### Extract provided
K-State coach Deb Patterson said Chambers’ late struggles behind the arc a year ago was partly due to personnel issues brought on by running a slower halfcourt offense that allowed teams to double-team the Wildcats’ most dangerous shooter.
“But this year, with so many who can handle the ball, I think we’re in a much better position in how we play to allow her to enter offense,” Patterson said. “I think we’ll be playing in a manner that will allow her to get catches. When you’re playing around two big post players, it slows the game down for your perimeters and this year, I think we’ll be moving all five around consistently.
“That will alleviate the pressure for the catch — people were switching onto Brittany and showing her two defenders on the catch… I think with how we intend to play this year, the game will be dramatically different for Brittany.”
The same could be said for White, who is often left unguarded on the perimeter. The Midwest City, Okla., native will now be expected to take that shot, forcing defenders to come out on her in the up-tempo system.
“I think it will help us both,” White said. “If I can make those shots, it will, of course, open things up for Brittany too. I think it will open things up for everybody.”
The Wildcats may be young this season, but it doesn’t appear K-State will lack leadership, thanks to Chambers and White.
For the two seniors, it’s the classic good cop/bad cop and something Chambers and White take a lot of pride in as leaders of this basketball team.
Chambers has never shied away from speaking her mind. She’s been in a position of leadership since arriving in Manhattan almost four years ago when she was thrust into a starting job as freshman.
“I’ll be the one who is more of the call-out, like, ‘you’re not doing it right and I’m going to show you how to do it right,’” Chambers said. “I’m definitely the hothead.”
White, while quarterbacking this team as point guard, hasn’t been as vocal. She’s naturally quiet, more reserved and lets her play on the court speak for itself.
“She’s not the vocal leader,” Chambers said of her partner in the backcourt. “She’s not the one that’s going to yell. She’ll be the one on the court showing energy, leading by example and being the encourager.”
Yet, this season, more might be required from the Wildcats’ only two seniors, as K-State welcomes six new faces to the program and prepares for life without a true post presence.
Knowing that, White’s growth into a more vocal leader began in the offseason.
“Last year, everyone could tell that I was quiet,” she said. “This year — it started this summer during pick up games — I’d try to make sure I was more vocal.”
Chambers is ready for the challenge as well.
“I’ve always felt like I could lead this team, and in some situations I have already, but this year, having it on my shoulders, I like that role and being that player my teammates can lean on and talk to.” she said.
Though Chambers can be more in your face than White, it’s a leadership style that’s sometimes needed with so many young players expected to contribute right away. Chambers knows that because it wasn’t all that long ago she was one of those players.
######
### Dataset content
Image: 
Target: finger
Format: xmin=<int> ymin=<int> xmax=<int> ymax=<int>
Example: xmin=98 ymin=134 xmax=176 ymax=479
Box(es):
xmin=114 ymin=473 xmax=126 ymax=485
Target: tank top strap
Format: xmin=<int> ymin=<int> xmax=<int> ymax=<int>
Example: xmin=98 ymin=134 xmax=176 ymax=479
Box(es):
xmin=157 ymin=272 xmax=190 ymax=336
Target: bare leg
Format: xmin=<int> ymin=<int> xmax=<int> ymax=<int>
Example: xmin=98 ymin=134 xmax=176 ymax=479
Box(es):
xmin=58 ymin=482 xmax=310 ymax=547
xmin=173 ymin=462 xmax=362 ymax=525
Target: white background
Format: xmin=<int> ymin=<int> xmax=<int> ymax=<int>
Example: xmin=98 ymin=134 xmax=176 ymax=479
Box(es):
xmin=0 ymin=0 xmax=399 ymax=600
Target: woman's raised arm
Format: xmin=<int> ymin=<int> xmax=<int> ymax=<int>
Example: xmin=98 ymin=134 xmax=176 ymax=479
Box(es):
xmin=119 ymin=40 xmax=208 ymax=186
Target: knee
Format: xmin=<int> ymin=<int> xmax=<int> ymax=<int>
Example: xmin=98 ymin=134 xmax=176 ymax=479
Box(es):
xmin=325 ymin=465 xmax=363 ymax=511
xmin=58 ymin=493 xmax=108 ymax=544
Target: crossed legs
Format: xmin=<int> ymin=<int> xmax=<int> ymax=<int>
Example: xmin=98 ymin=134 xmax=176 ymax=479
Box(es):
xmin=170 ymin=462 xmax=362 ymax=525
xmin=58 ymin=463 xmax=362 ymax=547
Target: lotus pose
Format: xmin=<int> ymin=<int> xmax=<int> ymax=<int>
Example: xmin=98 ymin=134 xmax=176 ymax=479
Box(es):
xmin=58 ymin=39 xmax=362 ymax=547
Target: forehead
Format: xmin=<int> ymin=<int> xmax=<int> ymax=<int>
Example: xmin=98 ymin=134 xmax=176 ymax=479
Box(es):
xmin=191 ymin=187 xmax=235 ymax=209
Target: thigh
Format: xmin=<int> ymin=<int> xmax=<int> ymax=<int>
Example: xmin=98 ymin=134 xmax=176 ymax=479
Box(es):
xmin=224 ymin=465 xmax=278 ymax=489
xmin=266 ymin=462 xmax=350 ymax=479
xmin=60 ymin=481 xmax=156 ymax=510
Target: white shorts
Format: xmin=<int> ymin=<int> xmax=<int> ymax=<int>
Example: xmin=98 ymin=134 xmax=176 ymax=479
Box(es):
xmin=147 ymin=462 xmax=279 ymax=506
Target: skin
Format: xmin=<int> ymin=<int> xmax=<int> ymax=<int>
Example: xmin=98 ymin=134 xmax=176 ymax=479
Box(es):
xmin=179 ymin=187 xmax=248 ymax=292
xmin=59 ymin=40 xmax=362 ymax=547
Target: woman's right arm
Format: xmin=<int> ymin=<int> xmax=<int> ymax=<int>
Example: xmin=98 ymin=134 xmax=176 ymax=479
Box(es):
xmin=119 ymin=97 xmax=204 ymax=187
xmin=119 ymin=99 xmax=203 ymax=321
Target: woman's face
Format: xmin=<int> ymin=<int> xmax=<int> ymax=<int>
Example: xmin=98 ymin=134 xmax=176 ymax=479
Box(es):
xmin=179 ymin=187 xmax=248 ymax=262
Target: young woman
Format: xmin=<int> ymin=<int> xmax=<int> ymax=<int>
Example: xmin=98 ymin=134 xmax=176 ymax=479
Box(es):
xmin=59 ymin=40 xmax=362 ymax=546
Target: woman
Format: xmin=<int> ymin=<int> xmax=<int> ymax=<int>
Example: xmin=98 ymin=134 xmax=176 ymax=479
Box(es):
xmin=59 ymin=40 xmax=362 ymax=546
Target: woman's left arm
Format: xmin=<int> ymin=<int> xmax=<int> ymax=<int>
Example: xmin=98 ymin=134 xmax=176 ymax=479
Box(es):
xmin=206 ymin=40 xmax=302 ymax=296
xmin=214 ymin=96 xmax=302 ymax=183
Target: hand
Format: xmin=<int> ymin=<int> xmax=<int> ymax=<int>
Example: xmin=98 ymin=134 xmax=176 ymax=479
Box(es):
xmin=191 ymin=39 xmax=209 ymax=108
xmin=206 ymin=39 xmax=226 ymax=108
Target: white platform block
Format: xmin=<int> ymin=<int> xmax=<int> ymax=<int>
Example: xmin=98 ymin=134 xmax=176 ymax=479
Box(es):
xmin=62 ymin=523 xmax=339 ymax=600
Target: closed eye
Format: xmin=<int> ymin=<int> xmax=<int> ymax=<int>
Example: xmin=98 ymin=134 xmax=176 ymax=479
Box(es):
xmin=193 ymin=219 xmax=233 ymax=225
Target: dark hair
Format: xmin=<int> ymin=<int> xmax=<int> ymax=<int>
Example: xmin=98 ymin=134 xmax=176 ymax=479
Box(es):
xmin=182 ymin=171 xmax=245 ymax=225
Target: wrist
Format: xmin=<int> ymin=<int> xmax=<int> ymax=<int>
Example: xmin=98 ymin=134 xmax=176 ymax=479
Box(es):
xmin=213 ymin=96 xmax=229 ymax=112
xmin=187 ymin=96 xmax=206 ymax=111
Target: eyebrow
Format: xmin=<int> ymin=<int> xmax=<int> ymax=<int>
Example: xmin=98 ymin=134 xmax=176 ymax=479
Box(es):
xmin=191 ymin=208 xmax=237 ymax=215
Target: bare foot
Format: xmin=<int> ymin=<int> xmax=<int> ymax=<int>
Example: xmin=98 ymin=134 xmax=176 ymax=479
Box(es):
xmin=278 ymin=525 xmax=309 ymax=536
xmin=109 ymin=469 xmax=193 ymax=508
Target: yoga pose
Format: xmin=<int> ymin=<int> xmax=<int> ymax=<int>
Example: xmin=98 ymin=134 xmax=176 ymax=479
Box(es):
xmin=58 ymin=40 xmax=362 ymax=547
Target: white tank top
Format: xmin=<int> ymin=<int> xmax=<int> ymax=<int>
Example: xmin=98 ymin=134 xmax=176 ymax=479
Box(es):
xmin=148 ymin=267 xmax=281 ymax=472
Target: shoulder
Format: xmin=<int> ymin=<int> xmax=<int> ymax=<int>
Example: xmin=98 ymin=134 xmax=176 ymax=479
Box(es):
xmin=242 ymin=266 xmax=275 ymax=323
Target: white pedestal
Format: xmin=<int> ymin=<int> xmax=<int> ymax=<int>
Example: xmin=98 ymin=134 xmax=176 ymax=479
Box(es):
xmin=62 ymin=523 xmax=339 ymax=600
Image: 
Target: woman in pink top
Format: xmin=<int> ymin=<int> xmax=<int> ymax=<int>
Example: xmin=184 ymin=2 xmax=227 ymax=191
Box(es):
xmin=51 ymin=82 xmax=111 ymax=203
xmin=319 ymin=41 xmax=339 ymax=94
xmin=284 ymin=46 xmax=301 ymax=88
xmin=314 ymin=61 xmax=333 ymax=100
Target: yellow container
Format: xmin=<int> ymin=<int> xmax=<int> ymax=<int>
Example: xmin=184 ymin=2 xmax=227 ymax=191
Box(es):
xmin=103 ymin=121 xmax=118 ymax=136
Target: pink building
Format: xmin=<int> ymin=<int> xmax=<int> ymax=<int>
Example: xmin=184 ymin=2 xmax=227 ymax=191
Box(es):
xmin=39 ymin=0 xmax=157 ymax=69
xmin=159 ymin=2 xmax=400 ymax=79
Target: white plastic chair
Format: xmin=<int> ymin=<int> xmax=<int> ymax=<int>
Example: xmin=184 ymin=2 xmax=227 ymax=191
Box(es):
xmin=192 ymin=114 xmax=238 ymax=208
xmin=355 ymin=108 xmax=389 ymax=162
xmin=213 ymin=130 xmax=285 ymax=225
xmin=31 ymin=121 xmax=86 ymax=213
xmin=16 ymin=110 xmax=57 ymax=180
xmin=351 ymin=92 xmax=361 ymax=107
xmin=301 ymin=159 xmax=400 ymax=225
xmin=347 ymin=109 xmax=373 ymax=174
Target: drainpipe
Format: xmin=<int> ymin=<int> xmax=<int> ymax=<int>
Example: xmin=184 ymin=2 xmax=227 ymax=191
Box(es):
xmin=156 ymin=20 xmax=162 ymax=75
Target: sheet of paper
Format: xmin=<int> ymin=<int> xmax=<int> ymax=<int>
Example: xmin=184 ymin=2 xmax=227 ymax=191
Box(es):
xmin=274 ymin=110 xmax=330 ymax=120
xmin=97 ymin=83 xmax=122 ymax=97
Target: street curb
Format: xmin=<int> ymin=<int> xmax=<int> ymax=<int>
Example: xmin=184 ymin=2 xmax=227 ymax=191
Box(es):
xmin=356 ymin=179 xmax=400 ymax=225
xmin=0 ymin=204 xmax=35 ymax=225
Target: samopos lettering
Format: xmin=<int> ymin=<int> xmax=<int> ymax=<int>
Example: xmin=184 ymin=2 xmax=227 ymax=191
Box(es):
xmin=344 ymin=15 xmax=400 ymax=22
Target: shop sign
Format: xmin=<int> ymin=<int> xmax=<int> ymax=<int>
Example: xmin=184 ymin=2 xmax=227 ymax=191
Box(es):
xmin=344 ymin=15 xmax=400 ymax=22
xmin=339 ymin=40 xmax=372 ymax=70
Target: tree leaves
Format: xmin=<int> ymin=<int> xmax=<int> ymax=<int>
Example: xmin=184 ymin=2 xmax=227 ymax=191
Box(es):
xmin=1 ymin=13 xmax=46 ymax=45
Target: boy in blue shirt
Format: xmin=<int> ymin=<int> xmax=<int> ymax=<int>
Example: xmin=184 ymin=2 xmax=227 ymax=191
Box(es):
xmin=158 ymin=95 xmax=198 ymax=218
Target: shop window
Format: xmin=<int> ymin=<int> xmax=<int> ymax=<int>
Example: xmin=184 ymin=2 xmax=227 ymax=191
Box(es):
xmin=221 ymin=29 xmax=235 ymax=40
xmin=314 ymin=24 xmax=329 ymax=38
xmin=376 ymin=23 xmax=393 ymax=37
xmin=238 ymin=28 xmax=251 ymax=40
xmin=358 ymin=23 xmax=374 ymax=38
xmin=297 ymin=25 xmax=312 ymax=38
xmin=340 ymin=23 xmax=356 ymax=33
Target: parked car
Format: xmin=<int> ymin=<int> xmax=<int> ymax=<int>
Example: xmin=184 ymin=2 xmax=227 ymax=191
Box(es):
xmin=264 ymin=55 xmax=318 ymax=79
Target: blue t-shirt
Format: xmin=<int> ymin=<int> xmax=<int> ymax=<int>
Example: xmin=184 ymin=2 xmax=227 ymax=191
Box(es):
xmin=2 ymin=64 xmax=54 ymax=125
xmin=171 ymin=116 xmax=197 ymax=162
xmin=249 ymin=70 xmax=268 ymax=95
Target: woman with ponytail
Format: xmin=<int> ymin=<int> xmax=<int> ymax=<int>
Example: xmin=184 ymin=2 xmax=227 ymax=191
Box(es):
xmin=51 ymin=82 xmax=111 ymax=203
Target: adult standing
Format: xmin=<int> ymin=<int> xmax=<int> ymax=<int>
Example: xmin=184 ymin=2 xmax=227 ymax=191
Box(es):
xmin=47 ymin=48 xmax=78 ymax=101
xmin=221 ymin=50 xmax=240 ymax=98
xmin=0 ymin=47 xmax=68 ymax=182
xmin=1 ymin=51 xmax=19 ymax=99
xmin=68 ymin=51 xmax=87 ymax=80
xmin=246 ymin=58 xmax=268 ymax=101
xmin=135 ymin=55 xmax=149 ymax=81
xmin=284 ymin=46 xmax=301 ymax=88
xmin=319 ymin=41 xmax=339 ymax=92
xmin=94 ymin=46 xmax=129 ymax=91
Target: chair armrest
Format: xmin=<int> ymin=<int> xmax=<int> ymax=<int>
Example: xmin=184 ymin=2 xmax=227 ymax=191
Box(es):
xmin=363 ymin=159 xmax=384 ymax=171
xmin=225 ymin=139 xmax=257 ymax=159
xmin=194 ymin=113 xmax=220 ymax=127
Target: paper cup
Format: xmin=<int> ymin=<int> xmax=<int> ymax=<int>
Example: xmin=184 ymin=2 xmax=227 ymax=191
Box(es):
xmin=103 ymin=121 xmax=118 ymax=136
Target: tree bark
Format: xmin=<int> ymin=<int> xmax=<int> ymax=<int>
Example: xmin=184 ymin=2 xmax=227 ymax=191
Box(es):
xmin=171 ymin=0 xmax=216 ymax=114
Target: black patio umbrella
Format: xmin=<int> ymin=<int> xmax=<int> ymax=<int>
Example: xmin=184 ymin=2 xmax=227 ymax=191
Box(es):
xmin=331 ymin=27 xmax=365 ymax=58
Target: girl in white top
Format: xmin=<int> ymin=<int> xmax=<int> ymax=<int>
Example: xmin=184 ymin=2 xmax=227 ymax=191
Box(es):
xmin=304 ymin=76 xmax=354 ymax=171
######
* _Written request 1_
Condense the paragraph of the K-State basketball article that begins "White, while quarterbacking this team" into a single shorter sentence that keeps its main facts.
* _Written request 2_
Retype the passage of the K-State basketball article from "White, while quarterbacking" to "in the offseason." without changing a word.

* _Exercise response 1_
White, the team's point guard, has been less vocal because she is naturally quiet and reserved, letting her play on the court speak for itself.

* _Exercise response 2_
White, while quarterbacking this team as point guard, hasn’t been as vocal. She’s naturally quiet, more reserved and lets her play on the court speak for itself.
“She’s not the vocal leader,” Chambers said of her partner in the backcourt. “She’s not the one that’s going to yell. She’ll be the one on the court showing energy, leading by example and being the encourager.”
Yet, this season, more might be required from the Wildcats’ only two seniors, as K-State welcomes six new faces to the program and prepares for life without a true post presence.
Knowing that, White’s growth into a more vocal leader began in the offseason.